- [PROBLEM DETAILS] Please count how many lines in the entries below contain the string "stem". Reply with the number alone.

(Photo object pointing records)
<<<<

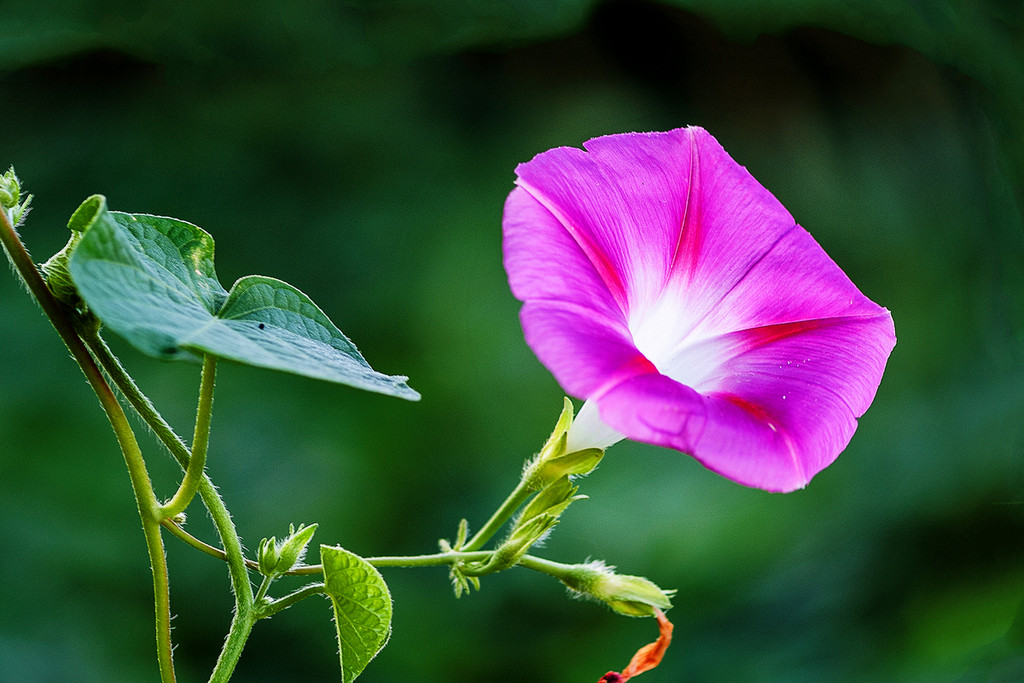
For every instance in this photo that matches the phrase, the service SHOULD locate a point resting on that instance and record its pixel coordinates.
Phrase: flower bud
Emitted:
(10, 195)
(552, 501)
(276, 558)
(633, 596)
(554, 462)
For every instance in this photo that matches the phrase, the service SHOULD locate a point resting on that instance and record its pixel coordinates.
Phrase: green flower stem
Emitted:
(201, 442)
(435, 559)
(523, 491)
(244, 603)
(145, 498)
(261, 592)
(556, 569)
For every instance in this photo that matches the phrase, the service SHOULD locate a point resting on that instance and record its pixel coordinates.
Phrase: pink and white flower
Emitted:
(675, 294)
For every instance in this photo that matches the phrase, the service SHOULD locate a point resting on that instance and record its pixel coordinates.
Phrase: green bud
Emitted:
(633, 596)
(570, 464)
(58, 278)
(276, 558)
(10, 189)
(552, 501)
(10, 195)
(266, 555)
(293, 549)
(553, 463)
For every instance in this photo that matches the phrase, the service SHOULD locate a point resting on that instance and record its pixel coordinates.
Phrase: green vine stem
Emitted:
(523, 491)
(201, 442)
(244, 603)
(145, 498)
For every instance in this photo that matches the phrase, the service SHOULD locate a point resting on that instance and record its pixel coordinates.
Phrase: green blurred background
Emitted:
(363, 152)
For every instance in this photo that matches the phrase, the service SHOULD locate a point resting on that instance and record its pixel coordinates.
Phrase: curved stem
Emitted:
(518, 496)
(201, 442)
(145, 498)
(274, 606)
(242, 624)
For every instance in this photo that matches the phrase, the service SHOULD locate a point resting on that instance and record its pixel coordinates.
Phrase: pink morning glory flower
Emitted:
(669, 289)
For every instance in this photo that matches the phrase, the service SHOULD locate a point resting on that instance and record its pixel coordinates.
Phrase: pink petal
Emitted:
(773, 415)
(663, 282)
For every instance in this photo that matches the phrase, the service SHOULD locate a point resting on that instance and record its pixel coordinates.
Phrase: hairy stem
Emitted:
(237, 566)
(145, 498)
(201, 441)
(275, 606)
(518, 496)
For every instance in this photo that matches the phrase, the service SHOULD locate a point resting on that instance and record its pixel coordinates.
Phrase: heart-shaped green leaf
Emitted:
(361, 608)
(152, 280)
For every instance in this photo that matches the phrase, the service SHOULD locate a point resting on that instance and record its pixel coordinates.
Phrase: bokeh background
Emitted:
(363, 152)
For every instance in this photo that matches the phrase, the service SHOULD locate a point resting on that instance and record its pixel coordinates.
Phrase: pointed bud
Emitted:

>>>>
<<<<

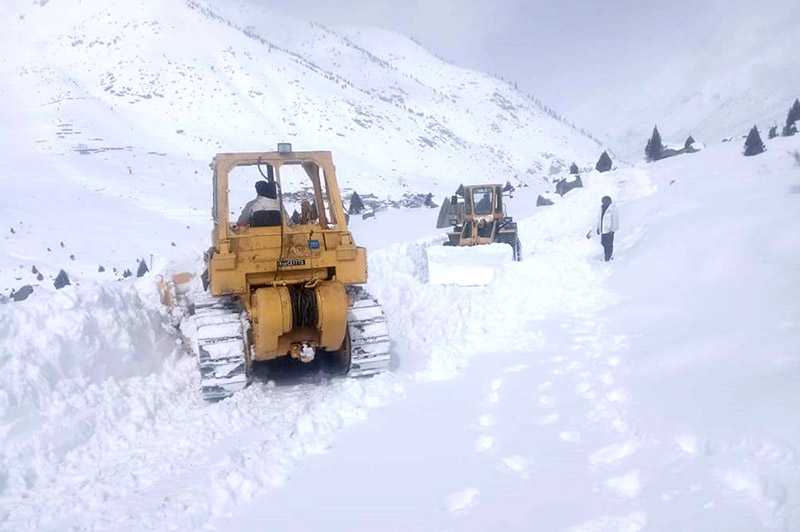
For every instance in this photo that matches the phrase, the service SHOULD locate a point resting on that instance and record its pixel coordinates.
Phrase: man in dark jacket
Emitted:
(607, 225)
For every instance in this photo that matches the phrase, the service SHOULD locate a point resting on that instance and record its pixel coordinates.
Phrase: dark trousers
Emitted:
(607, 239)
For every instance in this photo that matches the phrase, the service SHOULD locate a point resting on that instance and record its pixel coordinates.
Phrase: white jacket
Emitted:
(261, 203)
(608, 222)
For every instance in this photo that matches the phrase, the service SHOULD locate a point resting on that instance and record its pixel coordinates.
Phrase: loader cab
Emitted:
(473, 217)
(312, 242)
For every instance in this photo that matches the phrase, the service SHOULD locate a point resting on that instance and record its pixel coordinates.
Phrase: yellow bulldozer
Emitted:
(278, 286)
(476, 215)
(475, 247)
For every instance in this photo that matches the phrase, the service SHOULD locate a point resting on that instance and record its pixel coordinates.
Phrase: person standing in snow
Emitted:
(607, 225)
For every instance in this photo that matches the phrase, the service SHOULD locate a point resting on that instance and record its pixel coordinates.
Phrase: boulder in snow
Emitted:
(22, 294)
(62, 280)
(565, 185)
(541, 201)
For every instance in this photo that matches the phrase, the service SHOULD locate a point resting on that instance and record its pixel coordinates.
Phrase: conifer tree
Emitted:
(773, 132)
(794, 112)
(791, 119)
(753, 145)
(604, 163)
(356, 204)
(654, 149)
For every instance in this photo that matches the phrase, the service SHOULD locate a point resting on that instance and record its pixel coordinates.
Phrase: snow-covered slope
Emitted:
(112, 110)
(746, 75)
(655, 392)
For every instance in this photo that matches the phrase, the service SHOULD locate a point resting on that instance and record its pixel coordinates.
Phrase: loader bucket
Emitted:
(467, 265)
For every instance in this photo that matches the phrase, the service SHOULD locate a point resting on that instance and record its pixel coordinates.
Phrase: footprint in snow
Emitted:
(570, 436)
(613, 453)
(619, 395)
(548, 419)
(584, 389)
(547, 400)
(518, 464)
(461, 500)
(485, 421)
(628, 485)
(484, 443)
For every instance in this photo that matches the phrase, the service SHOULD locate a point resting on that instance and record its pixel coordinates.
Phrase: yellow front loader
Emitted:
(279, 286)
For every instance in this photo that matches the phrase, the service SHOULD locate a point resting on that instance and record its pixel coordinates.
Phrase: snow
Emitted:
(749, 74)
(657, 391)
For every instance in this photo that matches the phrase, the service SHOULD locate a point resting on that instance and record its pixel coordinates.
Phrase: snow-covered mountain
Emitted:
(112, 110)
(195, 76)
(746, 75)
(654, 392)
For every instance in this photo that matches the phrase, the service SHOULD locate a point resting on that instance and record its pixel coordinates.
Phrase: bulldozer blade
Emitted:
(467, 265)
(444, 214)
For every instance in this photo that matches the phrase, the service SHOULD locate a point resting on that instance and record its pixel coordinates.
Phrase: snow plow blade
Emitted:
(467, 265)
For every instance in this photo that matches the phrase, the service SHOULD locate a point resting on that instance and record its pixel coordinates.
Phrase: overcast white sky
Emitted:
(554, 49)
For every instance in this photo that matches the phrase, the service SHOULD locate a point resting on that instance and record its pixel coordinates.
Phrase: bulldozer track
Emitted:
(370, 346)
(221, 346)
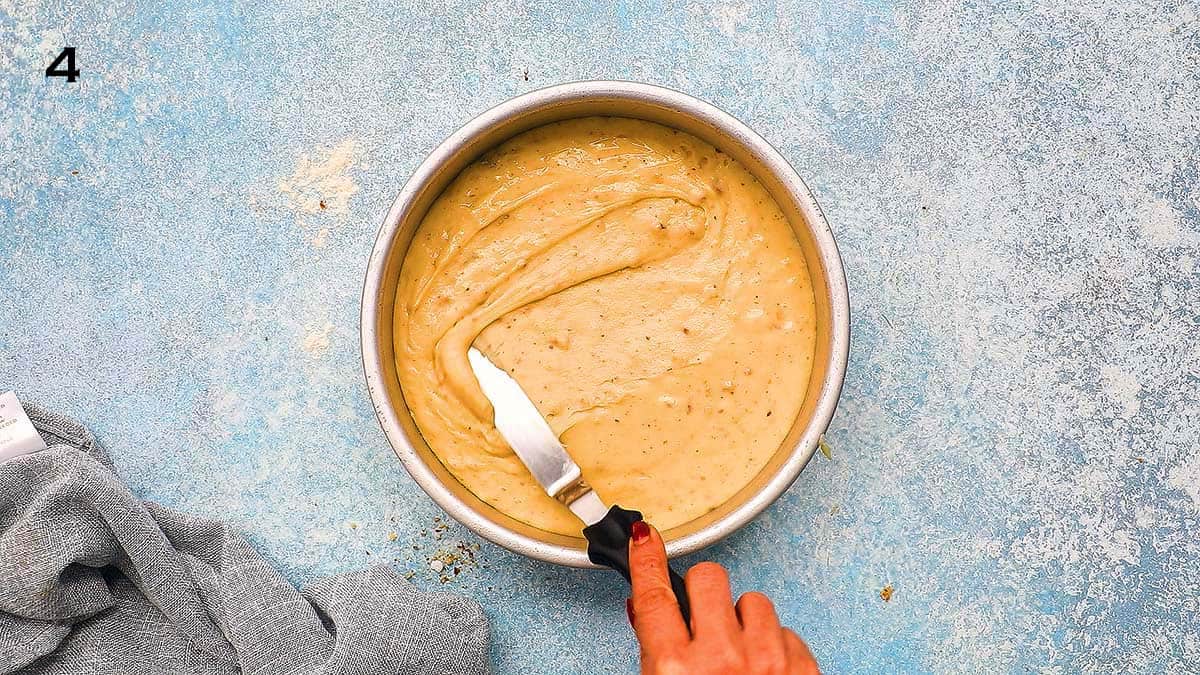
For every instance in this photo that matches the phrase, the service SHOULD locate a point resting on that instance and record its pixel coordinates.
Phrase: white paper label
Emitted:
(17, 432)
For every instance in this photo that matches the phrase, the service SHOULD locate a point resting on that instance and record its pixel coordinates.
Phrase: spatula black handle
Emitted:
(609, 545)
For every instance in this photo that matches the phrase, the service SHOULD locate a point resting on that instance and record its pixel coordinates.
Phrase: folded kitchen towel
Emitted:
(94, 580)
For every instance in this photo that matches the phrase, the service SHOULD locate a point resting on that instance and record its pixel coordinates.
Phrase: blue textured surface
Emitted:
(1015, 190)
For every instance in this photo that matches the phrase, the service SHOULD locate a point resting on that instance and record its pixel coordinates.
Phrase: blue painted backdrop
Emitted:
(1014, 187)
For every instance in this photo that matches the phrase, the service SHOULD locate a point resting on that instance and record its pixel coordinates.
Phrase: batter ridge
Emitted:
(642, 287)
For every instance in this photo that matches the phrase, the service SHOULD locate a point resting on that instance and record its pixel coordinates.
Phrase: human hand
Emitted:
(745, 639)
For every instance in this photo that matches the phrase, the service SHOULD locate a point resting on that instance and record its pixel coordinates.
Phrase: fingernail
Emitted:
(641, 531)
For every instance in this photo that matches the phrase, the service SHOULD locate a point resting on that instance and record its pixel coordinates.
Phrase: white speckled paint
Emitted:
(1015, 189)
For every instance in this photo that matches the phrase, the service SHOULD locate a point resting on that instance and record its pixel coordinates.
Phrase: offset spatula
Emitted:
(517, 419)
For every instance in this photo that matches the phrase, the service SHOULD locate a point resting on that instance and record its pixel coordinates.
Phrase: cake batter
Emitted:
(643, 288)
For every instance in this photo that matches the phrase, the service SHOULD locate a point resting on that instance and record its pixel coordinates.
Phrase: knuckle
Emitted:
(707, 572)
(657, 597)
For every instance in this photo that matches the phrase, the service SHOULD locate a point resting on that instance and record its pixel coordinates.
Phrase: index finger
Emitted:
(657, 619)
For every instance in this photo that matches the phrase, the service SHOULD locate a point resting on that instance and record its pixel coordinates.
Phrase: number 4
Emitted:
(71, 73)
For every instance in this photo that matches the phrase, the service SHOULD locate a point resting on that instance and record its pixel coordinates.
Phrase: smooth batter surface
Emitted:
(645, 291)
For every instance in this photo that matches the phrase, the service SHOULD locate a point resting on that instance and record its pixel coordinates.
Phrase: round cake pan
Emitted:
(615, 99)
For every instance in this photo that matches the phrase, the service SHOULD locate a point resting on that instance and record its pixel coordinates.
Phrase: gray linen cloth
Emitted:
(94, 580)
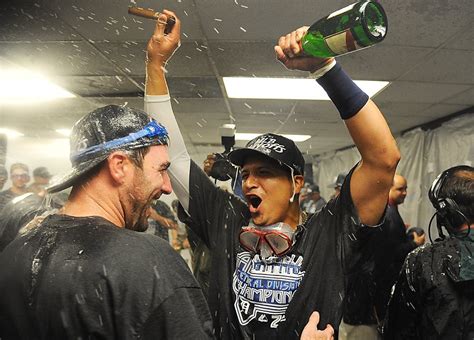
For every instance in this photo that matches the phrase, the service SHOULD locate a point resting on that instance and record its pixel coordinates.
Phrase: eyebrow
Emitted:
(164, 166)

>>>>
<<<<

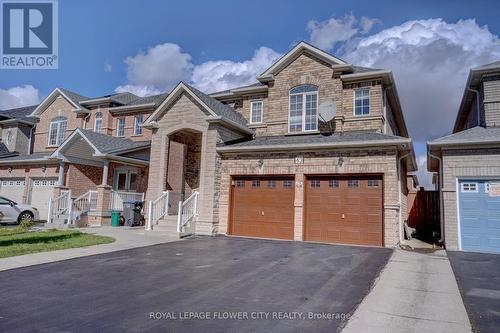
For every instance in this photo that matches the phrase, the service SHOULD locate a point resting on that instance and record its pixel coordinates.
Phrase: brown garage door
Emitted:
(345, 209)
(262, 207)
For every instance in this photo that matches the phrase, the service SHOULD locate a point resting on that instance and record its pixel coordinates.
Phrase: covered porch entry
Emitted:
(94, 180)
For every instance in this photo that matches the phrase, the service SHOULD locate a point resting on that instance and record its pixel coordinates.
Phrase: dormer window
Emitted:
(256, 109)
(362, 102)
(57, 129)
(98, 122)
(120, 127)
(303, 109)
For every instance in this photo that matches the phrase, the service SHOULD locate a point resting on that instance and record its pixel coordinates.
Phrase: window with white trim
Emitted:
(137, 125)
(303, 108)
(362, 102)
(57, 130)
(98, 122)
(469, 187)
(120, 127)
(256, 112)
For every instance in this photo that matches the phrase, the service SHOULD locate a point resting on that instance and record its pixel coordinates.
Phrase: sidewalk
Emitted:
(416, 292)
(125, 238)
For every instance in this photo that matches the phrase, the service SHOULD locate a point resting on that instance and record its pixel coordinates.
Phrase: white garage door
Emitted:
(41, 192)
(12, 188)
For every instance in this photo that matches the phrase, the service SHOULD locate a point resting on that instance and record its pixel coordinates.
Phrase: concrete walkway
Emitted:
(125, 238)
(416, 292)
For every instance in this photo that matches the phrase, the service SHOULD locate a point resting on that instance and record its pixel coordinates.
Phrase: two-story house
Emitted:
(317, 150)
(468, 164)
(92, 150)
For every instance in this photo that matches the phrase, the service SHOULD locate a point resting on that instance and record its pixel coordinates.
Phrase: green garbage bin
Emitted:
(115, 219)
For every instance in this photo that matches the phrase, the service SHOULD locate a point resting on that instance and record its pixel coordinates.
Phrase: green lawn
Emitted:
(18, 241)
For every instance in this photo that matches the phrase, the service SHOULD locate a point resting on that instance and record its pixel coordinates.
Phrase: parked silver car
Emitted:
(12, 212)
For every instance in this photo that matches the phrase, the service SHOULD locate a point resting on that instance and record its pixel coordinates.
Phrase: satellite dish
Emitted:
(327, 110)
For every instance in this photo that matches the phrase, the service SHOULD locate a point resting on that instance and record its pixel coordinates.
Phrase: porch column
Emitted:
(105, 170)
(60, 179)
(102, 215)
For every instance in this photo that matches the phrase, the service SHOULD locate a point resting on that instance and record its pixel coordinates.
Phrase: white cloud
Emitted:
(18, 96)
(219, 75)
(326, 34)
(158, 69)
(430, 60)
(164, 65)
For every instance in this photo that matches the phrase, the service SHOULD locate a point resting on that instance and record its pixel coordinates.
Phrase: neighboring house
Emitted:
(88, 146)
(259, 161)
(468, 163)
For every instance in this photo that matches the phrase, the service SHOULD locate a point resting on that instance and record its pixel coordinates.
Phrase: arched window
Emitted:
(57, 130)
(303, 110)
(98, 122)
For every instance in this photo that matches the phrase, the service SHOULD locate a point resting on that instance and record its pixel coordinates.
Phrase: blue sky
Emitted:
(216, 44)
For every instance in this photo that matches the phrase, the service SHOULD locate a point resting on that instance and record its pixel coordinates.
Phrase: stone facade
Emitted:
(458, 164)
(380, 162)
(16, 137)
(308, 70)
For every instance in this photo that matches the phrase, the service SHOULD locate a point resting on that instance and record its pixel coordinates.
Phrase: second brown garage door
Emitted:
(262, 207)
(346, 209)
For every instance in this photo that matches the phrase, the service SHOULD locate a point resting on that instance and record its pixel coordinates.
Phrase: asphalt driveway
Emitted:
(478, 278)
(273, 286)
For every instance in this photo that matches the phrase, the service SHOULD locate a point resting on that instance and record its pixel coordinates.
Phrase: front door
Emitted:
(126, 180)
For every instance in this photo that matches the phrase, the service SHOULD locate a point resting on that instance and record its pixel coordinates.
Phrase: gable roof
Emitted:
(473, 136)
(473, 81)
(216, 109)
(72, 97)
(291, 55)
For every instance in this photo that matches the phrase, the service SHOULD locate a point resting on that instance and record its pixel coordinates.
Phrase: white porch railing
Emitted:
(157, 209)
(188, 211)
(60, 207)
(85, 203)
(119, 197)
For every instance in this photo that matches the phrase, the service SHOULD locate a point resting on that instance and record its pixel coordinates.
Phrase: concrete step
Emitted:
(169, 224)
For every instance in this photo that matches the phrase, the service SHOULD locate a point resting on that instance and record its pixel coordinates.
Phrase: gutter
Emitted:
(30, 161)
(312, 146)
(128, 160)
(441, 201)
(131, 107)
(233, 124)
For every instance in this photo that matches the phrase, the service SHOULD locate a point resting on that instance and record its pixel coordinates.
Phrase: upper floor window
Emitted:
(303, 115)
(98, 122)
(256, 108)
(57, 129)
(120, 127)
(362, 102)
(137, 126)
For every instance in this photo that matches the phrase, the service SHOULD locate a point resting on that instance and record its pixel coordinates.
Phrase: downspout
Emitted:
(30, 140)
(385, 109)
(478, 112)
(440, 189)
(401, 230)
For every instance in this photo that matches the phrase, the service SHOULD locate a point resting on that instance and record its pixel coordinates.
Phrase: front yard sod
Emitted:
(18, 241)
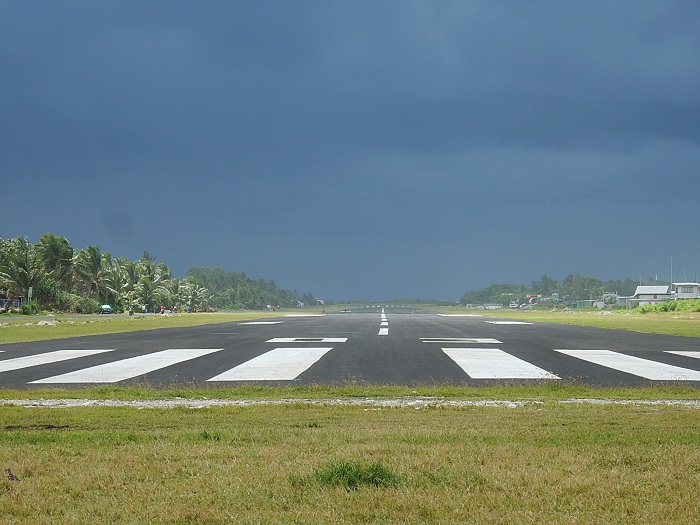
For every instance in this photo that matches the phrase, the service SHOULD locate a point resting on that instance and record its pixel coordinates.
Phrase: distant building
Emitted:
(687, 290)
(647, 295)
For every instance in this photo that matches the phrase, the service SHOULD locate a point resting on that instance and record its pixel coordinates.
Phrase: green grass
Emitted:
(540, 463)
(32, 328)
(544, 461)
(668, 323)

>>>>

- [RESPONSE TO THIS TASK] 4